▸ ABOUT THIS TASK: Start at the line below containing "of the plant" and stop at the line containing "the white flower?". Repeat every line of that stretch exactly, and nothing outside it.

▸ EXTRACTED DATA:
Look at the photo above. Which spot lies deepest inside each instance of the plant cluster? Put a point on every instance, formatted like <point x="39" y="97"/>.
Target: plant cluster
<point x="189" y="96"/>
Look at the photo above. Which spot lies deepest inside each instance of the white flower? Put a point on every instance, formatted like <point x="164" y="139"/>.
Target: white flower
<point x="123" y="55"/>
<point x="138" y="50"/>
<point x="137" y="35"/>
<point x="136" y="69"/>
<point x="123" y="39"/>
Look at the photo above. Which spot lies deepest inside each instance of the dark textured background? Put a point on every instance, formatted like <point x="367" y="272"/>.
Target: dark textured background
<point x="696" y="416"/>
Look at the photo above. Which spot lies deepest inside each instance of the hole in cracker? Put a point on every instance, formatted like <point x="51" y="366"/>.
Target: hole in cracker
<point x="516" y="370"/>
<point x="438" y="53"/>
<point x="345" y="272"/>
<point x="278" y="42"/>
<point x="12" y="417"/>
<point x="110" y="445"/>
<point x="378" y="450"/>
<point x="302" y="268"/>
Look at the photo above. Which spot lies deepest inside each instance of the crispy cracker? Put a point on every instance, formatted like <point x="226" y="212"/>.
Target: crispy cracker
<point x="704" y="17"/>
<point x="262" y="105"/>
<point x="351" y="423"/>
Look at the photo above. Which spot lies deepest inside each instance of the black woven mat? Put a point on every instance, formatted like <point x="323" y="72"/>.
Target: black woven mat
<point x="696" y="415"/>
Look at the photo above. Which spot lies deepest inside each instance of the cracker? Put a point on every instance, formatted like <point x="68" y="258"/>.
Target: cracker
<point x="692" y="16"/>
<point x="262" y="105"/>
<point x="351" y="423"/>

==

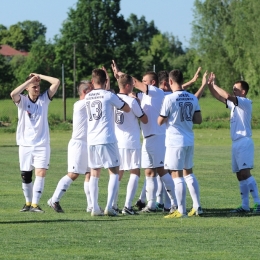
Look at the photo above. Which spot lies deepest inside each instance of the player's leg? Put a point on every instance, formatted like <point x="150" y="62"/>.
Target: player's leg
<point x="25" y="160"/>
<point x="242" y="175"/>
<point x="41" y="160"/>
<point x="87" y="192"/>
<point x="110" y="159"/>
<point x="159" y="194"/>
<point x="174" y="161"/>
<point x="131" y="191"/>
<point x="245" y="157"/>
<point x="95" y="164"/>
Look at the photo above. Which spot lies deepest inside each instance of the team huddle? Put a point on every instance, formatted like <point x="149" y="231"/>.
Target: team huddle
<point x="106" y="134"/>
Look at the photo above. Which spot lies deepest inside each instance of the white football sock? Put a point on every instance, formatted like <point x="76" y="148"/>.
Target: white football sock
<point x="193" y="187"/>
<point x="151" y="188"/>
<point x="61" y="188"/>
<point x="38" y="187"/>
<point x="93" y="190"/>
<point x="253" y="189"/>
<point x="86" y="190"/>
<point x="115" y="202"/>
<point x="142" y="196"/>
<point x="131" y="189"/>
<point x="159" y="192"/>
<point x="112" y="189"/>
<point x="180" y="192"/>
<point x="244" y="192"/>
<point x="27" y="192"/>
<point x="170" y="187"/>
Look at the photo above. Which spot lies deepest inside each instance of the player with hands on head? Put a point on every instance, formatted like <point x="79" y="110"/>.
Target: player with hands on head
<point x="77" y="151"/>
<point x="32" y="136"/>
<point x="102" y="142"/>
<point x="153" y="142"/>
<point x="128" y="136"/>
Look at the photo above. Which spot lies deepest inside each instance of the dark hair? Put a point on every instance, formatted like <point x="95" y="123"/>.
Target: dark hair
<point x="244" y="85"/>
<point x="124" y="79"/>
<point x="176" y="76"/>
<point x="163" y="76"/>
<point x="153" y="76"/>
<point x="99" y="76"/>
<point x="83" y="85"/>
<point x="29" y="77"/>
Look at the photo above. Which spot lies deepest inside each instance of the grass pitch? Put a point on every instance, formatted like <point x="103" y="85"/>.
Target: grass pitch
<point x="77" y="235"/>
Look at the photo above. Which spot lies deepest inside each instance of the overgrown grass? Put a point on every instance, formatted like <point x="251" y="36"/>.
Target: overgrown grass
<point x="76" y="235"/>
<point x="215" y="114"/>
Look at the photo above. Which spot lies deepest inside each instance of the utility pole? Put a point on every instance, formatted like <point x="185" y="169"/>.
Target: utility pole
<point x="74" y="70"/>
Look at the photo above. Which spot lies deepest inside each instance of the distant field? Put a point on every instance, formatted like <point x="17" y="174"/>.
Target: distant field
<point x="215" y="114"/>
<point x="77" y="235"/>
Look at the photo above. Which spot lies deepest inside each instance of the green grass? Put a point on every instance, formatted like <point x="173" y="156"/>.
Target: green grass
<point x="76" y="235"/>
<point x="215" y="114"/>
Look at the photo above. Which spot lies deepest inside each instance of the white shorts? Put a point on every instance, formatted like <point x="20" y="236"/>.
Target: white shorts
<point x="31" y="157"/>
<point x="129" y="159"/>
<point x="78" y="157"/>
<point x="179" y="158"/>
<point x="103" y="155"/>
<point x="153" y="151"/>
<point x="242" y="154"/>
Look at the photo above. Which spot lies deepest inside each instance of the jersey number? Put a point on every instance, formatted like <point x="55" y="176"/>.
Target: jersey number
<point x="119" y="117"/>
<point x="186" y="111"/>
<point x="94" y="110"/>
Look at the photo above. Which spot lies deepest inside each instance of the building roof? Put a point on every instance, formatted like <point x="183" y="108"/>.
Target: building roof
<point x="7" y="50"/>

---

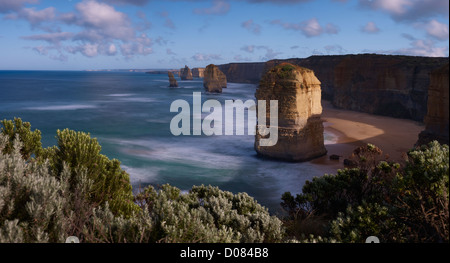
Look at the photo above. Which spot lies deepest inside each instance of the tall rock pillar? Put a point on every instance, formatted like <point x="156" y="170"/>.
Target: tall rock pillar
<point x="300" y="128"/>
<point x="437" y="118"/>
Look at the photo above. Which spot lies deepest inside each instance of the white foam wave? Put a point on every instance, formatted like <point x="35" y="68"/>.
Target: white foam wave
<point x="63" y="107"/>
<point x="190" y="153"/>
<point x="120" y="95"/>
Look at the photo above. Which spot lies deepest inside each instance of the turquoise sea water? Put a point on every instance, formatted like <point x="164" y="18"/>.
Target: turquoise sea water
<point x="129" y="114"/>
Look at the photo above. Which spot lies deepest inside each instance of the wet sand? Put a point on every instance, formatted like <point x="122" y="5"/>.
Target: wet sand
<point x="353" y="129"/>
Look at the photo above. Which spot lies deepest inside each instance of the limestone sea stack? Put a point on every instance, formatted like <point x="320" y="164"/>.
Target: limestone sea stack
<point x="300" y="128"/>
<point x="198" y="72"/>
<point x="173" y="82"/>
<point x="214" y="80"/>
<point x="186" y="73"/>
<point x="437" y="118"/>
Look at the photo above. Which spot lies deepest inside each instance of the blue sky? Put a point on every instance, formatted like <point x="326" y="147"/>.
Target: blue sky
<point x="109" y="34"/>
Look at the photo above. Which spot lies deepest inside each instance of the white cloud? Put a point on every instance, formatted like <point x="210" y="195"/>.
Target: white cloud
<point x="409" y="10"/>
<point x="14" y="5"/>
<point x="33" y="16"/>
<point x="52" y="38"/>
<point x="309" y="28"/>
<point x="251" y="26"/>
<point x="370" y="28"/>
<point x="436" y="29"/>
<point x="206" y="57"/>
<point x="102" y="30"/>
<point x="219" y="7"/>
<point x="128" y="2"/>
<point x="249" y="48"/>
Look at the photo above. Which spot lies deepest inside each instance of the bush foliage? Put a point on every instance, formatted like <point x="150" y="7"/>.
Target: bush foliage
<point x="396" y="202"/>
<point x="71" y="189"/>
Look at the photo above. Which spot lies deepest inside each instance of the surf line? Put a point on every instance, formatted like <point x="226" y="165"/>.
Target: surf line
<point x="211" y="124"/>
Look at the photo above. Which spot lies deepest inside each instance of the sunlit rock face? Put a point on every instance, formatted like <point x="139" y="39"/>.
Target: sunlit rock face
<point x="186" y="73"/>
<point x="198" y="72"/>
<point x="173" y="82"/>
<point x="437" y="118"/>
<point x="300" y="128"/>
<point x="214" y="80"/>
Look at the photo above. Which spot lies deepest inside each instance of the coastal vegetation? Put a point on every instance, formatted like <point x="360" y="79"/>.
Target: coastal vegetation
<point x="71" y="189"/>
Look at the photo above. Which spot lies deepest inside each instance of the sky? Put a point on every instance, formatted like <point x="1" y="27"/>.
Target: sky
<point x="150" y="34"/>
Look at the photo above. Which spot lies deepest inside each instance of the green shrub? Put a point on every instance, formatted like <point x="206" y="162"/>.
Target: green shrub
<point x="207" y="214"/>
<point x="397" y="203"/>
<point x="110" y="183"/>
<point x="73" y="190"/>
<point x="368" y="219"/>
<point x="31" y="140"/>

▸ RESPONSE AREA:
Look at the photo above. Which spot lies deepest inside each instance of the plant cluster? Put a point on every instance, formatted like <point x="39" y="97"/>.
Target: plant cluster
<point x="189" y="96"/>
Look at the photo above. Which spot lies deepest inside each instance of the white flower? Put a point on every instance, formatted like <point x="164" y="139"/>.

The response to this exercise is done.